- WHAT IS NEEDED: Can you retype the Osage land rulings word for word, starting with "This he neglected" and going on through "(16 Stat., 362.)"?

Washington, D. C., 9th March, 1872. SIR-I have considered the application of James W. Falls, to enter under the Joint Resolution of April 10th, 1869, (16 Stat., 55,) the N. W. of Sect. 36, T. 29 S., R. 16 E., Osage Trust Lands, Humboldt, Kansas.

March 6th, 1871, he filed his D. S. on said land, alleging settlement September 20th, 1869, and April 6th, 1871, applied to make proof and payment.

Claimants under the Joint Resolution are required, by instructions issued by authority of and under it, to file notice of their claims the same as pre-emptors.

This land being unoffered, Falls was entitled to three months after settlement in which to file his D. S.

This he neglected to do and did not file until March 6, 1871, more than five months after settlement. This neglect, in the absence of any adverse right, was not necessarily fatal to his claim. But before he had filed, and on October 22, 1870, the right of the State of Kansas attached to this section 36, as school land, by this Department being notified at that date by the agreement of the Indians to such disposition of Sections 16 and 36, as is provided in Section 12 of the Act of July 15th, 1870. (16 Stat., 362.)

Falls' laches in the presence of the adverse claim of the State must defeat his claim, if he ever had any, under the Joint Resolution of April 10, 1869.

Your decision rejecting his claim is therefore affirmed, and the papers in the case accompanying your letter of January 3, 1872, are herewith returned.

Very respectfully,

C. DELANO, Secretary.

HON. WILLIS DRUMMOND, Commissioner General Land-Office.

No. 561.

WHEELER v. M. K. & T. AND L. L. & G. R. R. COMPANIES. Osage Ceded Lands: 80 acres in odd and 80 acres in even sections. The 80 in odd sections given to this road under case of Pine v. Wood. The 80 even not given under the Resolution of April 10, 1869, (16 Stat., 55,) because of death of Wheeler, and the right given by that resolution is a personal privilege and does not pass to assignee or heirs.

DEPARTMENT OF THE INTERIOR,

Washington, D. C., March 27, 1873. SIR-I have examined the appeal from your decision in the case of E. W. Wheeler, administrator for the heirs of H. E. Were v. M. K. & T. and L. L. & G. Railroads, involving title to the E. of S. E. Section 10, and W. of S. W. Section 11, T. 27 S., R. 19 E., Osage

Ceded Lands.

Your decision gave the land to the heirs of Were under the Joint Resolution of 1869. The companies have appealed to the Department. The claim of the heirs must be rejected so far as the W. S. W. Sec. 11 is concerned, under my ruling in the case of Pine and Wood v. the Companies, January 26th, 1872, inasmuch as the tract is in an odd section within the limits of the grants in place to the roads.

- LISTED RECORDS:
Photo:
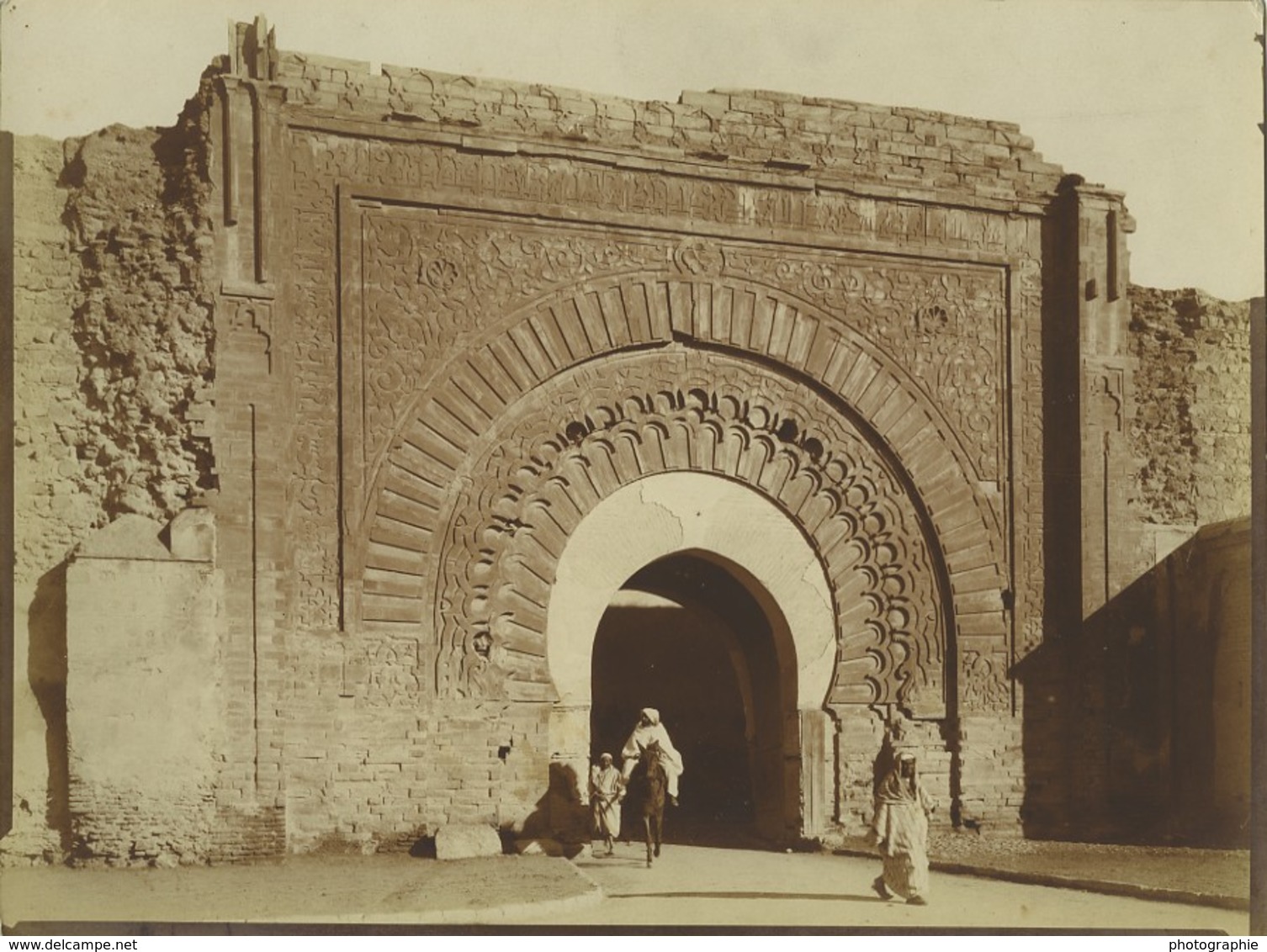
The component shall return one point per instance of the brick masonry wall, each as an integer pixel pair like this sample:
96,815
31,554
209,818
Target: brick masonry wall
50,510
891,147
370,766
112,358
1190,430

- CORRECT RESPONSE:
This he neglected to do and did not file until March 6, 1871, more than five months after settlement. This neglect, in the absence of any adverse right, was not necessarily fatal to his claim. But before he had filed, and on October 22, 1870, the right of the State of Kansas attached to this section 36, as school land, by this Department being notified at that date by the agreement of the Indians to such disposition of Sections 16 and 36, as is provided in Section 12 of the Act of July 15th, 1870. (16 Stat., 362.)